TASK STATEMENT:
Your task is to write out exactly the lines from the line containing "Target: bull's horn" through the end of the records, inclusive at both ends.

DATA SECTION:
::::::
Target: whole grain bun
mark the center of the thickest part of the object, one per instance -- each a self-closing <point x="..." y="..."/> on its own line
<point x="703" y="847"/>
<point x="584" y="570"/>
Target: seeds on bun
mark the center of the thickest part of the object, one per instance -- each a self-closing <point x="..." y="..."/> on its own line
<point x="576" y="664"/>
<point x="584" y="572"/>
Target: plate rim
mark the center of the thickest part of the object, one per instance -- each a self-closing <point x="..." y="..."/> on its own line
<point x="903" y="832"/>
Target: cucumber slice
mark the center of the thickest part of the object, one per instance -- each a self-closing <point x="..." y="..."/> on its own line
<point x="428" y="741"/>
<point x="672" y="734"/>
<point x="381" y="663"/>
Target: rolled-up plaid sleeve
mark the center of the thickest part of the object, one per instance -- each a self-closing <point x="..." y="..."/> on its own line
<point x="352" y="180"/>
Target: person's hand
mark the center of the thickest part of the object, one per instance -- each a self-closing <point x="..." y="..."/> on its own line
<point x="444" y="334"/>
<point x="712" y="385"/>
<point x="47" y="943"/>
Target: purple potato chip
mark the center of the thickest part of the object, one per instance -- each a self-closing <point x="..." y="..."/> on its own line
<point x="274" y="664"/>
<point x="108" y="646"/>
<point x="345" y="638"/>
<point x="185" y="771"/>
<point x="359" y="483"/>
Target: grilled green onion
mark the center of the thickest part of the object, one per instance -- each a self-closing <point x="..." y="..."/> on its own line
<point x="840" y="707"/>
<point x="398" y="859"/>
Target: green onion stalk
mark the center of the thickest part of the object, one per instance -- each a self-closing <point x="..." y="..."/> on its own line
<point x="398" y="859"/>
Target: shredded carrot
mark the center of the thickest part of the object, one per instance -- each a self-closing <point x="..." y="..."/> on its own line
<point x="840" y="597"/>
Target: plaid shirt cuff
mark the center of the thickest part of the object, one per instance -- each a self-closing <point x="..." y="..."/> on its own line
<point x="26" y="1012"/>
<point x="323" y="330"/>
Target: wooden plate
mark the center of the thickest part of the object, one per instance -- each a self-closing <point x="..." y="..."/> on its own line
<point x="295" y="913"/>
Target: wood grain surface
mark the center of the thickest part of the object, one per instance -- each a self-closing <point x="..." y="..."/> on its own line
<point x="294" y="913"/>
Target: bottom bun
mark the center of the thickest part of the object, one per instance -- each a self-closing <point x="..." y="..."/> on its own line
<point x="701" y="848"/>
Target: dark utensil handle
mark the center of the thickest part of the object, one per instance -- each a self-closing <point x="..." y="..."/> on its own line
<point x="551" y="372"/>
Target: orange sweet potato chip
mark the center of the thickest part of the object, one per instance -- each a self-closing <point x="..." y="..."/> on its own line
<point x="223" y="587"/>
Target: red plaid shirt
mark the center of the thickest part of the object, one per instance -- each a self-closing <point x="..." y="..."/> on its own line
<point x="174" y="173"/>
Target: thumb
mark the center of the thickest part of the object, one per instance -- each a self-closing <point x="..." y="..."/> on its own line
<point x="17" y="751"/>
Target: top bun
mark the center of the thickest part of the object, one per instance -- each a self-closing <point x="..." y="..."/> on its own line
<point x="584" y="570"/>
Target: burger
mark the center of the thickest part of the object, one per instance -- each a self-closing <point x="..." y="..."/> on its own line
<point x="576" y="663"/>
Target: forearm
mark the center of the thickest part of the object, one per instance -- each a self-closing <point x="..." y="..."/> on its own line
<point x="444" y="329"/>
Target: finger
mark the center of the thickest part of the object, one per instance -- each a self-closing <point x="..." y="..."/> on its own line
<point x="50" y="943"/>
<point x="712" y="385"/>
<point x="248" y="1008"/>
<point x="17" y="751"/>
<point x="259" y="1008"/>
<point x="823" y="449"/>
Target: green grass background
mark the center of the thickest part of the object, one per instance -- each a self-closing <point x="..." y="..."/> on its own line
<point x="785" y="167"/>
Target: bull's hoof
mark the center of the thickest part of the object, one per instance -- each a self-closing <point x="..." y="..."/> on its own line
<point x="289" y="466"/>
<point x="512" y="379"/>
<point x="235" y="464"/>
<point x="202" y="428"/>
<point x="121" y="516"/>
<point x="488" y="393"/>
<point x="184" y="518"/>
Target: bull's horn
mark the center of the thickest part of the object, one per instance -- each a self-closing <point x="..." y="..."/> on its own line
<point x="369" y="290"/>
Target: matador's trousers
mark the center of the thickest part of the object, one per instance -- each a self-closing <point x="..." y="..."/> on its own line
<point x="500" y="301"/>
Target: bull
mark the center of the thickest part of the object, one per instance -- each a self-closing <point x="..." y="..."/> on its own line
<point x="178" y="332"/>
::::::
WRITTEN RESPONSE:
Target: bull's horn
mark the center of the thickest part of the object, one per instance -- each a self-closing <point x="..." y="..."/> on its own line
<point x="369" y="290"/>
Target: matador's trousers
mark the center of the thickest part of the object, one per instance -- each a self-closing <point x="..." y="..."/> on its own line
<point x="500" y="301"/>
Target: bull
mark the center of the thickest part of the object, one per instance -- each a self-closing <point x="..." y="..."/> on its own line
<point x="178" y="332"/>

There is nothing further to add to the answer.